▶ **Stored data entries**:
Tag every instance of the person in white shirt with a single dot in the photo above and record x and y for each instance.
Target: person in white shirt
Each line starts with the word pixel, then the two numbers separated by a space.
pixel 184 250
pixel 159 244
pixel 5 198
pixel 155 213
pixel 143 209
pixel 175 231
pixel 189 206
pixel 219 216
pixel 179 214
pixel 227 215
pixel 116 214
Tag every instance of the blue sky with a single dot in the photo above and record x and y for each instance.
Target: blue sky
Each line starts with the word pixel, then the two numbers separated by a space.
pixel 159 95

▶ **Try it**: Having gone through the data above, repeat it exactly.

▶ **Worked solution**:
Tag every instance of the person in white shirt with a single dot in the photo above and record x and y for each instance.
Target: person in white shirt
Each line starts with the word pixel, then the two numbers separated by a space.
pixel 184 250
pixel 159 244
pixel 5 198
pixel 155 213
pixel 143 209
pixel 175 231
pixel 189 206
pixel 219 216
pixel 179 214
pixel 227 215
pixel 116 214
Tag every instance of the blue sky with a single dot in the photo above and record x and y for each instance.
Target: blue sky
Each line starts with the word pixel, then the two numbers separated by a space.
pixel 159 95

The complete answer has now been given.